Retype each entry. Leave nothing out.

[Data records]
:::

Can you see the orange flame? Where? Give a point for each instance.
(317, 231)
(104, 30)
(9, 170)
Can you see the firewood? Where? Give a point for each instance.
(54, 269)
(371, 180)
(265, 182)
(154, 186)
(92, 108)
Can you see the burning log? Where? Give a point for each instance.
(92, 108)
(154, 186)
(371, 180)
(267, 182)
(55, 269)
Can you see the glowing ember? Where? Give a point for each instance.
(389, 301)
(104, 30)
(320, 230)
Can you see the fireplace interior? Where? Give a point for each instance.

:::

Response area.
Can you see the orange flame? Where? Give a point for each instance.
(317, 231)
(104, 30)
(9, 170)
Can you see the firewood? Where? Give a point for each instance.
(54, 269)
(371, 180)
(265, 182)
(154, 186)
(92, 108)
Can you see the burning log? Where? Give a point for each instance.
(92, 108)
(154, 186)
(371, 180)
(267, 182)
(55, 269)
Can you see the glowing ember? Where? Give a point for each instance.
(389, 301)
(104, 30)
(320, 230)
Can you see the fireplace interior? Where? Give a point for each instance.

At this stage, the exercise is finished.